= Given text =
● ● ●

His wife, Holly Fanion, said that when the group arrived last year, the 49 families in the village were sharing four pit toilets.
After the group left, there were 18 pit toilets in the village she said.
She explains that a pit toilet has similarities to an outhouse but the waste is piped away from the toilet structure to a pit. When the pit eventually becomes full the flow can be redirected to a new pit.
She said that the pits are dug by the villagers and three men have to work for three days to dig the 20 feet deep holes.
“What they would love to do is make it so each family will have a pit toilet” she said but, her husband added, the group will build “as many as we can raise money for.”
Brian Fanion said that all of the participants will fund their own travel expenses but the churches in Cooperstown and Wyben will raise money to buy the supplies needed for the project.
Holly Fanion said that the supplies are purchased ahead of time and delivered to the village, about an hour and a half away from a paved road, so they will be waiting for her family and the rest of the missionary work crew.

● ● ●

= Entries supplied =

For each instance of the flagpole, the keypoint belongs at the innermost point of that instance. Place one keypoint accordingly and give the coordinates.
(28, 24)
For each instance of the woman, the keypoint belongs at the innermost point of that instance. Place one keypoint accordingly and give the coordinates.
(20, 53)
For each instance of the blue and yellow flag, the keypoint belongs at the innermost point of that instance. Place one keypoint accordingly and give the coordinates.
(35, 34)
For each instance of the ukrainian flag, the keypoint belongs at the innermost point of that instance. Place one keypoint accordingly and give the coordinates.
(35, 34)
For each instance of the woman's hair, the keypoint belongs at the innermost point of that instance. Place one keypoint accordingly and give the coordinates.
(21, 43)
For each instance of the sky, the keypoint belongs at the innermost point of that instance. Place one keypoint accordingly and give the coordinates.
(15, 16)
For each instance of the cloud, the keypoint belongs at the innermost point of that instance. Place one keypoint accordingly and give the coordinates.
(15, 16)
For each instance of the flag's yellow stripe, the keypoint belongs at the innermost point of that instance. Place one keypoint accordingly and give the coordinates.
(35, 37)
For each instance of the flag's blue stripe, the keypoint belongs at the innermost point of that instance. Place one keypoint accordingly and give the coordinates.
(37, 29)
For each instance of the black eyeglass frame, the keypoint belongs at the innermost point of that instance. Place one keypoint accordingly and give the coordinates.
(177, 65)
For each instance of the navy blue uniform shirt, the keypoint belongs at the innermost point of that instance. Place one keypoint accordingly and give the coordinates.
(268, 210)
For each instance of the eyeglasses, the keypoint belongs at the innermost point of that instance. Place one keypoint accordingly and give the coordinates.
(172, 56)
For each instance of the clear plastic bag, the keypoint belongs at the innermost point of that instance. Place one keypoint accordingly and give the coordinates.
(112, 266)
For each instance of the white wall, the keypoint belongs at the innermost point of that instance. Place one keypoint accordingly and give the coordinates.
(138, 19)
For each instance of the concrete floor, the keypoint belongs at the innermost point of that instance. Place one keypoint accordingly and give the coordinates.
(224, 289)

● ● ●

= What to do =
1. According to the passage about the village pit toilets, how deep are the holes the villagers dig?
2. Continue the passage about the village pit toilets from the point where it ends.
The records are a separate body of material from the passage about the village pit toilets.

= Answer set =
1. 20 feet

2.
The mission committee of the Wyben Church is working to raise funds for the trip, planned for early January next year, and have scheduled a spaghetti supper at the church for Saturday.
Brian Fanion said the committee is not selling tickets for the meal but diners will be offered the opportunity to contribute to the effort.
He also said that persons who may wish to support the effort, but are not able to join in the meal, may send checks made payable to The Wyben Church, with an El Pilon Mission memo, to the church in care of Marjorie Anderson, 472 Russellville Road, Westfield, 01085.